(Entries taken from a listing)
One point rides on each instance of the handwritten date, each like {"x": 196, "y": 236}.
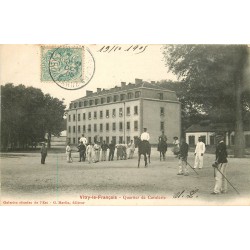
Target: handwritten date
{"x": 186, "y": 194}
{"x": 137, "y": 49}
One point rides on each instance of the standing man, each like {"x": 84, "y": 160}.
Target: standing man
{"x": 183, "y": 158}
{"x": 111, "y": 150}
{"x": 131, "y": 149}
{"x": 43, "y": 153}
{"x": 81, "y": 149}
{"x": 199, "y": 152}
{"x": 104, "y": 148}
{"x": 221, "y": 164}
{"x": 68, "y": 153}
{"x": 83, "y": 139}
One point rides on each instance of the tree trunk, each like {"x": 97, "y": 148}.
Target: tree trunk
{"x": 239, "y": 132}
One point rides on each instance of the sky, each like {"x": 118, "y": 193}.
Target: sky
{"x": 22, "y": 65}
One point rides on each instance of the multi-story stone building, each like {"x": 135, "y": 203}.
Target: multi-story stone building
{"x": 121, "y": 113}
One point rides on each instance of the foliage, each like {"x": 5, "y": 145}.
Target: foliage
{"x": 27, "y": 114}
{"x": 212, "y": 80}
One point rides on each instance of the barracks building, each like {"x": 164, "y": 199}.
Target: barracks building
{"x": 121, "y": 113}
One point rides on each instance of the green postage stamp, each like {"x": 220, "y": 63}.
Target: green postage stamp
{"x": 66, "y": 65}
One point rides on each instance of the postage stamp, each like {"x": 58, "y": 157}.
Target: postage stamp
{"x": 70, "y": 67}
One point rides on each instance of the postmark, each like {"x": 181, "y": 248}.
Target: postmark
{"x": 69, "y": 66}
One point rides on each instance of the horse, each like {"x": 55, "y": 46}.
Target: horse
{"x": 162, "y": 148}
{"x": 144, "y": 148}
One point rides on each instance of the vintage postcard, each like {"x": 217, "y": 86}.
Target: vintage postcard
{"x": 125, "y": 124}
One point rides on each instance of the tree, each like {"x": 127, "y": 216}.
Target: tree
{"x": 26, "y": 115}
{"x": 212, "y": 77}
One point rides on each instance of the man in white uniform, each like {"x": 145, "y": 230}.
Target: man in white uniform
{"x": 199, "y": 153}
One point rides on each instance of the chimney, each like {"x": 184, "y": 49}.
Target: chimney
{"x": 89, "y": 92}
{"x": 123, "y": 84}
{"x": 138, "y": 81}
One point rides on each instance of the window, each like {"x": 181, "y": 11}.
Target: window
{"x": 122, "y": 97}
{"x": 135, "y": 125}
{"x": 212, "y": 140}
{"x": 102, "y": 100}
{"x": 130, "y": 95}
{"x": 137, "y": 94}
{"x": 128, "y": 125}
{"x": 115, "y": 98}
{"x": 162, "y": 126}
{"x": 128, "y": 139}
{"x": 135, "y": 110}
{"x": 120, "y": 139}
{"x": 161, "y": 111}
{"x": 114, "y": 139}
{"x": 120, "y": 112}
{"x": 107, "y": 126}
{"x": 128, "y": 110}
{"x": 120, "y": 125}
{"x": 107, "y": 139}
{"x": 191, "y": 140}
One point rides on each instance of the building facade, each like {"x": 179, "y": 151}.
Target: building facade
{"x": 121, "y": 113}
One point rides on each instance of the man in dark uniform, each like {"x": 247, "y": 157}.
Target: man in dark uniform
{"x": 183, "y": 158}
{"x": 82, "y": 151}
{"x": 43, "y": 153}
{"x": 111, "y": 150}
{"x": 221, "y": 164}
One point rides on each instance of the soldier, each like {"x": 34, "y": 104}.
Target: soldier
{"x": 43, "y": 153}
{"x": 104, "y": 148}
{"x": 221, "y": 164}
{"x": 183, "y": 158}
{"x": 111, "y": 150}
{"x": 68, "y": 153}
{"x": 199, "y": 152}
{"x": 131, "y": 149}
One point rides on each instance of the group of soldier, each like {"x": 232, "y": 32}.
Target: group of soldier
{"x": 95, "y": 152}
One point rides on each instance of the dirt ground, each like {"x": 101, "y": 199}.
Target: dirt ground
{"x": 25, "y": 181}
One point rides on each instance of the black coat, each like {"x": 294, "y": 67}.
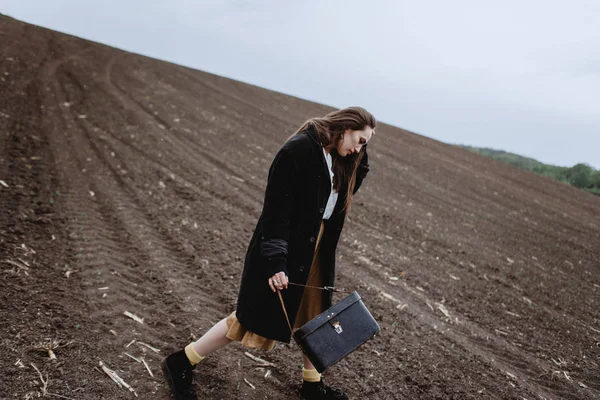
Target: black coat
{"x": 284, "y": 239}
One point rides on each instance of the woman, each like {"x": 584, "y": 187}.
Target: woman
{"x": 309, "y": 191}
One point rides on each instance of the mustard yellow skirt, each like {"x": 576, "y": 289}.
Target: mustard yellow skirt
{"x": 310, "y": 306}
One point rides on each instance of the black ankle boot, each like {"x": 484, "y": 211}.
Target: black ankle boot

▶ WHAT THE TASK REQUIRES: Copy every line of the listing above without changing anything, but leave out the pictures.

▶ RESULT BELOW:
One point rides on each instance of the handwritten date, each like {"x": 196, "y": 236}.
Target: handwritten date
{"x": 186, "y": 194}
{"x": 137, "y": 49}
One point rides on each instance of the standing man, each like {"x": 84, "y": 160}.
Target: standing man
{"x": 183, "y": 158}
{"x": 111, "y": 150}
{"x": 131, "y": 149}
{"x": 43, "y": 153}
{"x": 81, "y": 149}
{"x": 199, "y": 152}
{"x": 104, "y": 148}
{"x": 221, "y": 164}
{"x": 68, "y": 153}
{"x": 83, "y": 139}
One point rides on each instance of the tree trunk, each like {"x": 97, "y": 148}.
Target: tree trunk
{"x": 239, "y": 132}
One point rides on each instance of the sky, each like {"x": 118, "y": 193}.
Target: sky
{"x": 22, "y": 65}
One point rides on each instance of the multi-story stone building, each like {"x": 135, "y": 203}.
Target: multi-story stone building
{"x": 121, "y": 113}
One point rides on each instance of the foliage, each like {"x": 5, "y": 145}.
Target: foliage
{"x": 27, "y": 114}
{"x": 212, "y": 80}
One point rides on each instance of the barracks building, each like {"x": 164, "y": 199}.
Target: barracks building
{"x": 121, "y": 113}
One point rides on each instance of the green postage stamp, each like {"x": 220, "y": 63}.
Target: green postage stamp
{"x": 66, "y": 65}
One point rides on each instance of the postage stamp, each like {"x": 58, "y": 157}.
Target: postage stamp
{"x": 70, "y": 67}
One point rides on each instance of the postmark, each like {"x": 181, "y": 248}.
Target: postmark
{"x": 69, "y": 66}
One point rides on each instance of the horse, each like {"x": 55, "y": 46}.
Target: horse
{"x": 162, "y": 148}
{"x": 144, "y": 148}
One point rides on each instance of the vintage postcard, each like {"x": 217, "y": 86}.
Target: vintage postcard
{"x": 125, "y": 124}
One point rides on each instance of the tree, each like {"x": 127, "y": 216}.
Target: tree
{"x": 26, "y": 115}
{"x": 212, "y": 77}
One point rides on each instance of the man in white uniform, each like {"x": 145, "y": 230}.
Target: man in white uniform
{"x": 199, "y": 153}
One point rides on each instance of the chimney, each like {"x": 184, "y": 49}.
Target: chimney
{"x": 89, "y": 92}
{"x": 123, "y": 84}
{"x": 138, "y": 81}
One point rides on each instance of the window, each like {"x": 181, "y": 11}.
Target: window
{"x": 122, "y": 97}
{"x": 135, "y": 125}
{"x": 212, "y": 140}
{"x": 102, "y": 100}
{"x": 130, "y": 95}
{"x": 137, "y": 94}
{"x": 128, "y": 125}
{"x": 115, "y": 98}
{"x": 162, "y": 126}
{"x": 128, "y": 139}
{"x": 135, "y": 110}
{"x": 120, "y": 139}
{"x": 161, "y": 111}
{"x": 114, "y": 139}
{"x": 120, "y": 112}
{"x": 107, "y": 126}
{"x": 128, "y": 110}
{"x": 120, "y": 125}
{"x": 107, "y": 139}
{"x": 191, "y": 140}
One point rides on each instance of the building facade, each like {"x": 179, "y": 151}.
Target: building facade
{"x": 121, "y": 113}
One point rides on each instance of the man in dark uniform, each like {"x": 247, "y": 157}.
Target: man in dark uniform
{"x": 183, "y": 158}
{"x": 82, "y": 151}
{"x": 43, "y": 153}
{"x": 111, "y": 150}
{"x": 221, "y": 164}
One point rides on each instance of the soldier, each like {"x": 34, "y": 104}.
Target: soldier
{"x": 43, "y": 153}
{"x": 104, "y": 148}
{"x": 221, "y": 164}
{"x": 183, "y": 158}
{"x": 111, "y": 150}
{"x": 68, "y": 153}
{"x": 199, "y": 152}
{"x": 131, "y": 149}
One point rides on each instance of the group of soldier, each like {"x": 232, "y": 32}.
Target: group of soldier
{"x": 95, "y": 152}
One point rides on each instance of the dirt ground, each like {"x": 101, "y": 199}.
Target: dirt ground
{"x": 25, "y": 181}
One point rides on each instance of the black coat, each like {"x": 294, "y": 67}.
Target: black coat
{"x": 284, "y": 239}
One point rides on each instance of the woman, each like {"x": 584, "y": 187}.
Target: woman
{"x": 309, "y": 191}
One point rides on each instance of the mustard yellow skirt, each like {"x": 576, "y": 289}.
Target: mustard yellow skirt
{"x": 310, "y": 306}
One point rides on each instance of the black ankle boot, each like {"x": 484, "y": 211}.
Target: black ankle boot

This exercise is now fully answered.